• What is required: Output every line of the material exactly, omitting images.

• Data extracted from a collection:

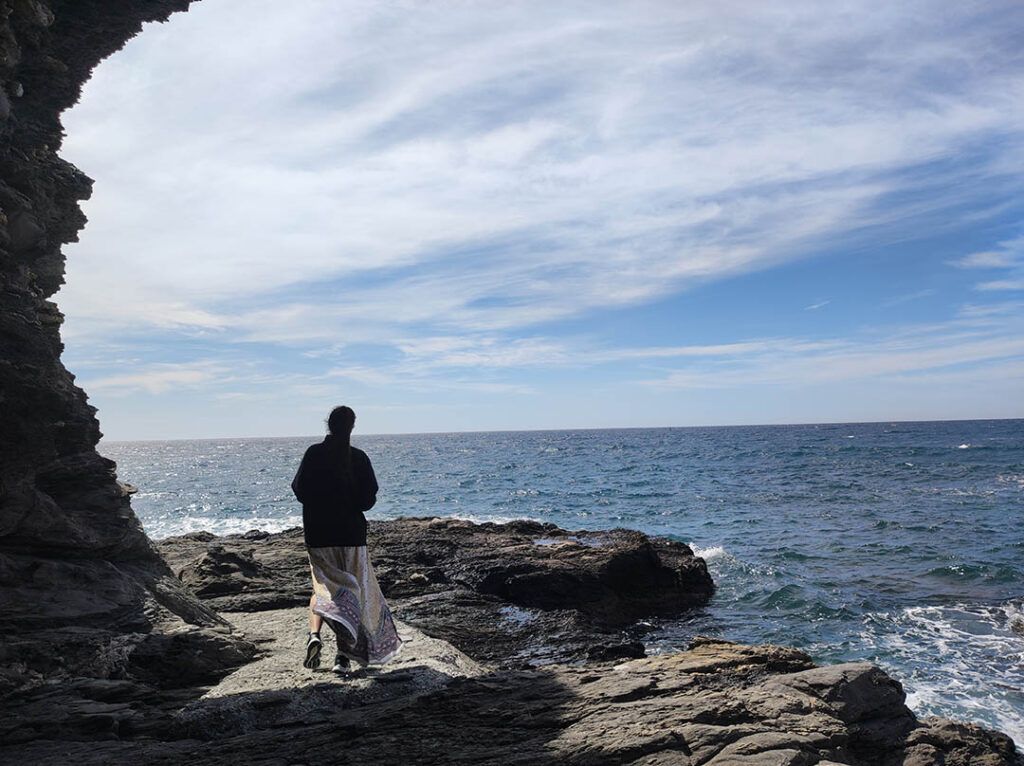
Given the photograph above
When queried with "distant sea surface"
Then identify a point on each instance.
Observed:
(901, 544)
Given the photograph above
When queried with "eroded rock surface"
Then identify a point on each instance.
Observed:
(515, 593)
(82, 590)
(718, 704)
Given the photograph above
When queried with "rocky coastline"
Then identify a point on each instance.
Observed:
(522, 646)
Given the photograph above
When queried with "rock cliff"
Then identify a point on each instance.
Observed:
(82, 589)
(718, 704)
(107, 656)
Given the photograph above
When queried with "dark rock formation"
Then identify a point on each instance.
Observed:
(719, 704)
(82, 590)
(515, 593)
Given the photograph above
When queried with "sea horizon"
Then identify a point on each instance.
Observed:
(357, 433)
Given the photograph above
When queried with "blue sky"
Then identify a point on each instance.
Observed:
(473, 216)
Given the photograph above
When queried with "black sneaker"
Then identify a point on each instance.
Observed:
(313, 646)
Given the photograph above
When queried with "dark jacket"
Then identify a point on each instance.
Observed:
(333, 503)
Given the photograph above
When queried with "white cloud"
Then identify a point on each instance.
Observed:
(162, 378)
(478, 168)
(1000, 285)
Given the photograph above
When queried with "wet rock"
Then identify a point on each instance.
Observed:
(515, 593)
(81, 587)
(701, 707)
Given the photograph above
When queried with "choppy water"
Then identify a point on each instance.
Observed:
(900, 544)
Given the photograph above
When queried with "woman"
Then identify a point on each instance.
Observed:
(336, 484)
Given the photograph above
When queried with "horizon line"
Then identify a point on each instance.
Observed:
(585, 428)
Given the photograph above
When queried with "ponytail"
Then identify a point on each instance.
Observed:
(340, 424)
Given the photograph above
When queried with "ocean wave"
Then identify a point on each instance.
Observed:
(963, 661)
(712, 552)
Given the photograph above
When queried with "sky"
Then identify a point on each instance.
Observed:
(477, 216)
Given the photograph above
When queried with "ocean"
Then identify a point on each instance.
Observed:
(901, 544)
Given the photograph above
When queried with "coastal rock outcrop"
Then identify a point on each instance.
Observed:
(521, 592)
(82, 590)
(718, 704)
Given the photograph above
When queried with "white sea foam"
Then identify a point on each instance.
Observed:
(716, 551)
(980, 673)
(166, 526)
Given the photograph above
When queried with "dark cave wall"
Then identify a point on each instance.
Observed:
(74, 559)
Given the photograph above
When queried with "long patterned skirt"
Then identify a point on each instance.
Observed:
(348, 597)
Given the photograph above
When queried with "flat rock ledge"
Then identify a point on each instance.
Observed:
(463, 700)
(718, 704)
(517, 594)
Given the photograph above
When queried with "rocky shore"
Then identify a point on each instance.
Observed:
(521, 647)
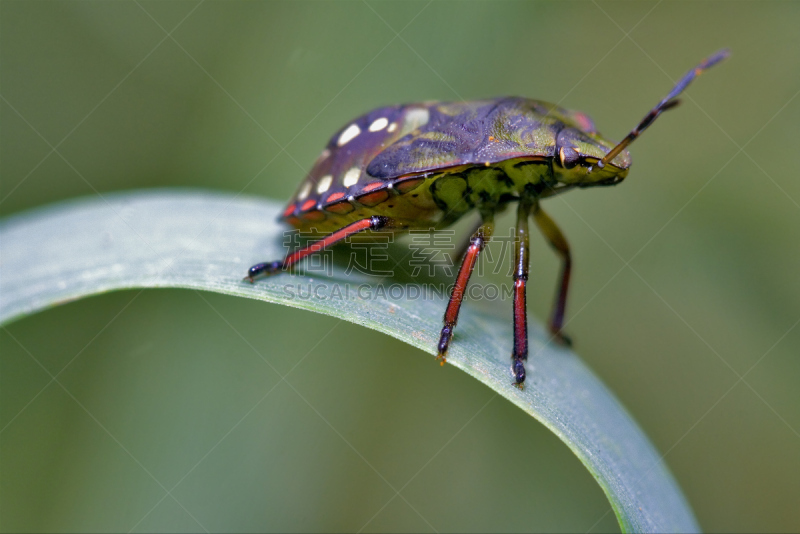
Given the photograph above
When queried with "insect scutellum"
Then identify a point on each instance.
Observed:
(424, 165)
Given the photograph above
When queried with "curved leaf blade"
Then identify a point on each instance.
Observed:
(206, 241)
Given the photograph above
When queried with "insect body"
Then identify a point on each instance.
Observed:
(425, 165)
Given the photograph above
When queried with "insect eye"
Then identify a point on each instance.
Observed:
(568, 156)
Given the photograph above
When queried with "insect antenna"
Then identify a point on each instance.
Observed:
(669, 102)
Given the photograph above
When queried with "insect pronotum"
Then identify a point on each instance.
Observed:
(420, 166)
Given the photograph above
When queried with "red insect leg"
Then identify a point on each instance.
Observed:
(477, 242)
(522, 266)
(376, 222)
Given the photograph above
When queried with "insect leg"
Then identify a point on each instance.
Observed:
(376, 222)
(559, 243)
(476, 244)
(521, 267)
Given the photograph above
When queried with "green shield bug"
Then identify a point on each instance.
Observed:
(420, 166)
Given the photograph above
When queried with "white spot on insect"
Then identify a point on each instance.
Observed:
(351, 131)
(324, 184)
(378, 124)
(304, 191)
(416, 117)
(351, 177)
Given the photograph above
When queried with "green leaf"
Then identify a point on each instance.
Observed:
(207, 241)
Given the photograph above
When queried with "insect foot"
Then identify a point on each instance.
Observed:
(261, 270)
(518, 368)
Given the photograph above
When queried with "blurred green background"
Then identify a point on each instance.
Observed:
(685, 297)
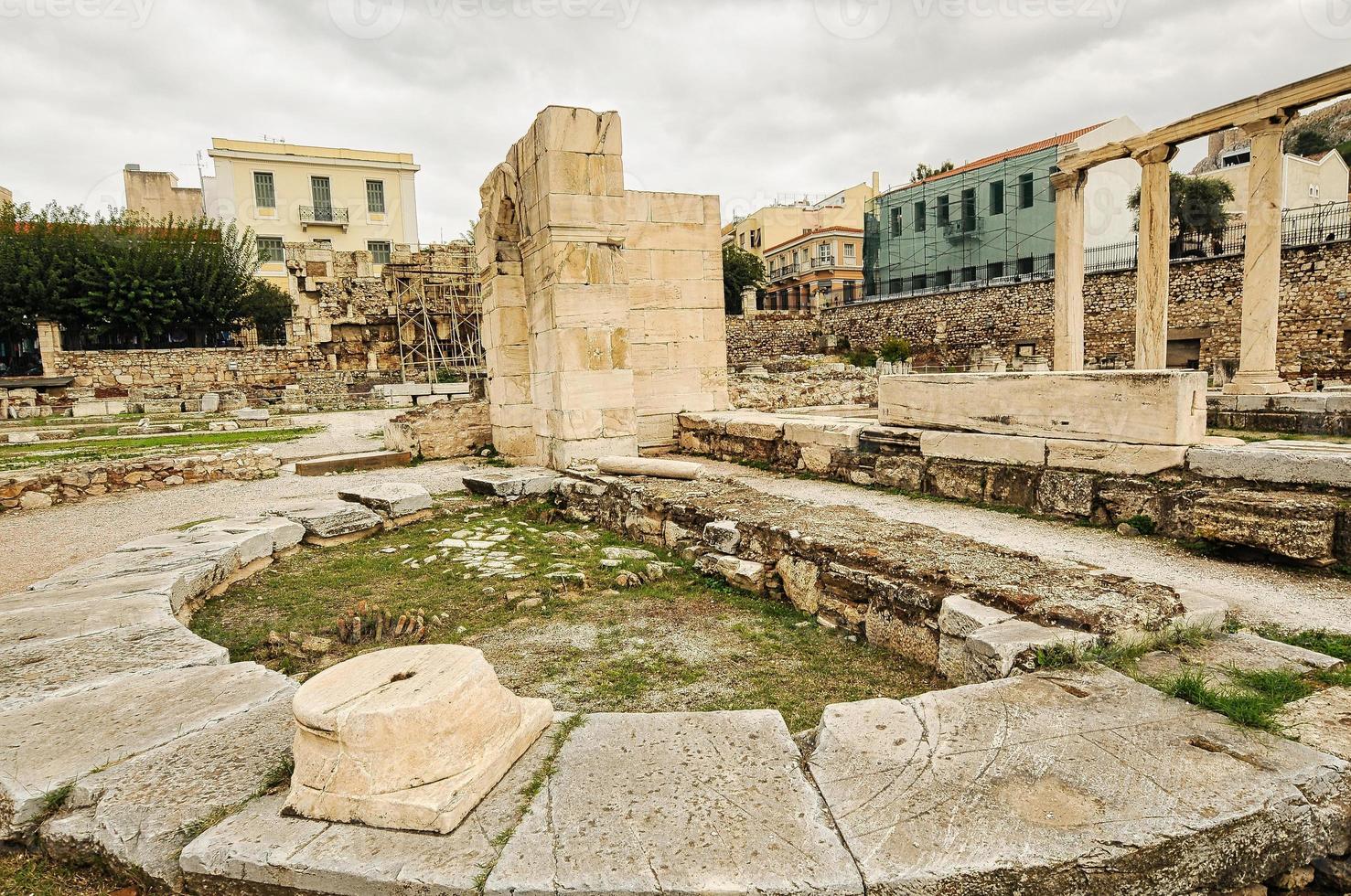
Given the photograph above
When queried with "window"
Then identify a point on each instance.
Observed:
(1024, 190)
(271, 250)
(376, 197)
(265, 190)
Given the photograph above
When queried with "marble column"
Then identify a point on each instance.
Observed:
(1152, 285)
(1258, 374)
(1069, 269)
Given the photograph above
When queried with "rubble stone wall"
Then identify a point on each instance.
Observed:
(76, 482)
(756, 337)
(1206, 305)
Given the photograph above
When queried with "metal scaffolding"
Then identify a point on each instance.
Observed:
(436, 315)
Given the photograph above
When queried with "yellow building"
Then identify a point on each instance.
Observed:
(776, 224)
(348, 200)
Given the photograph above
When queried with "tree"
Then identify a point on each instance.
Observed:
(923, 170)
(1196, 207)
(741, 270)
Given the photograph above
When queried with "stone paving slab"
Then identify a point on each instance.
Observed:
(1071, 784)
(677, 803)
(44, 669)
(141, 813)
(46, 745)
(261, 850)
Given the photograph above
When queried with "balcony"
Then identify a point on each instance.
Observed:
(322, 216)
(963, 229)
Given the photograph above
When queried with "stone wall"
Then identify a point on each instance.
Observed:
(1206, 305)
(756, 337)
(64, 485)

• The answer:
Given the photograph above
When queried with "distant sea surface"
Then identify a point on each instance.
Observed:
(901, 544)
Given the photograph above
When queried with "eroded rock surface"
Then identify a point on each instance.
Observed:
(515, 593)
(82, 590)
(718, 704)
Given the photograph above
When queried with "rocky coastline"
Then identify a point on each instance.
Observed:
(522, 646)
Given the photograph above
When queried with "rock cliff"
Then identify a point on each instance.
Observed:
(82, 589)
(718, 704)
(107, 656)
Given the photograph above
When queried with "dark rock formation"
Then identify a point on each instance.
Observed:
(719, 704)
(82, 590)
(515, 593)
Given the photograph above
When queried with "sea horizon"
Then identify a point on each instance.
Observed:
(357, 433)
Given the photograph above
When queried with "blue sky"
Then identify a point on each instance.
Observed:
(473, 216)
Given the photograph above
When queried with "black sneaker"
Then identify a point on each instance.
Observed:
(313, 646)
Given the photograph above
When queried with "dark jacket"
Then identify a point on each instance.
Observed:
(333, 503)
Given the photograph above
When queried with "white cloud"
Then identify a point on each instance.
Observed:
(162, 378)
(478, 168)
(1000, 285)
Given the photograph above
When queried with "wet rock"
Then identify a point on each instance.
Observed:
(515, 593)
(81, 587)
(701, 707)
Given the photograph above
When queried with "choppy water"
Then identify a point on each instance.
Observed:
(900, 544)
Given the photograph above
When queried with "woman"
Then identify a point on each instance.
Observed:
(336, 484)
Given the photograph above
When queried with "horizon line"
Then identify a point on each instance.
Observed:
(585, 428)
Given the photograph above
When queried with "ponytail"
Then identify a point on each instance.
Observed:
(340, 424)
Given the photograph above
When queried with "ocean wave"
Then identify a point on each instance.
Observed:
(963, 661)
(712, 552)
Given the photograph above
When queried with "sky"
Then identify a point on each instance.
Observed:
(477, 216)
Given the photograph above
When queried with "ocean"
Then identify a point on each instance.
Observed:
(901, 544)
Given the photograph above
When queried with "coastal rock outcrop"
Then identify a point on each instance.
Observed:
(521, 592)
(82, 590)
(718, 704)
Given the photograph above
When queried with "white sea foam"
Then identify a point on each instance.
Observed:
(716, 551)
(980, 673)
(166, 526)
Given the photograph above
When queried with "dark cave wall"
Then identify a point on each instance.
Observed:
(74, 559)
Given the photograph above
When queried with "long patterned skirt"
Then identify a point on each instance.
Observed:
(348, 597)
Given the photograph above
When queried with "flat rock ledge"
Then identify a point on each instance.
Observed:
(463, 700)
(718, 704)
(517, 594)
Given the photograph above
When queried with "rocky shore"
Then identify a point on each instance.
Observed:
(521, 647)
Given the photograph above
When queried with "insect scutellum"
Then identify a point on each instance.
Observed:
(424, 165)
Given the photograph above
When queried with "curved leaf blade"
Then identify a point on each instance.
Observed:
(206, 241)
Given the photograph above
When queried with "insect body"
Then identify a point on each instance.
Observed:
(425, 165)
Given the photograph above
When queried with "insect eye"
Then identify a point on each instance.
Observed:
(568, 156)
Given the photograph above
When queried with "insect antenna"
Then identify a point on each instance.
Observed:
(669, 102)
Given the photograph above
When queried with "insect pronotum"
Then identify a point on each instance.
Observed:
(420, 166)
Given the photograph above
When queried with "red insect leg"
Then identify a point on each instance.
Observed:
(477, 242)
(522, 266)
(376, 222)
Given the photograph above
When queried with "insect leg"
Then identify a point on each instance.
Observed:
(376, 222)
(559, 243)
(476, 244)
(521, 267)
Given the photograph above
When queried with "green shield bug"
Then identify a point on each instance.
Observed:
(420, 166)
Given the photograph above
When queried with "white spot on insect"
Then identify a point on each instance.
Observed:
(351, 131)
(324, 184)
(378, 124)
(304, 191)
(416, 117)
(351, 177)
Given the photograph above
When queried with "green leaf"
Then identify a point on each instance.
Observed:
(207, 241)
Given the photograph above
When queried with "insect foot"
Then identify a point on each instance.
Observed:
(261, 270)
(518, 368)
Given the photograph above
When queried with "blurred green background"
Then identify a point on each instance.
Observed:
(685, 297)
Given the photograph above
When queried with "window"
Then identify a point on each instance.
Observed:
(1024, 190)
(271, 250)
(376, 197)
(265, 190)
Given the photograph above
When queried with "marble column"
Then identify a point on each instance.
Observed:
(1152, 285)
(1258, 374)
(1069, 269)
Given the photograph above
When queried with "rubble stone wall"
Then identify a point on each instance.
Observed:
(76, 482)
(756, 337)
(1206, 305)
Given the photograph above
When queried with "metal scaffolding"
Then identify a point on each instance.
Observed:
(436, 315)
Given the photograph above
When queried with "yellow building"
Then identify a point on each instance.
Observed:
(776, 224)
(348, 200)
Given the photograph above
When queried with "tree"
Then identify a point on each instance.
Observed:
(923, 170)
(1196, 207)
(741, 270)
Given the photograph above
When queried with "stone paving slab"
Then identify a point on each instance.
Observed:
(1071, 784)
(677, 803)
(44, 669)
(141, 813)
(46, 745)
(261, 850)
Given the photograph above
When queried with "balcony"
Then identify a point on each instance.
Observed:
(322, 216)
(963, 229)
Given the photograph above
When queried with "stone wall"
Then identify a point on each instance.
Observed:
(1206, 305)
(756, 337)
(64, 485)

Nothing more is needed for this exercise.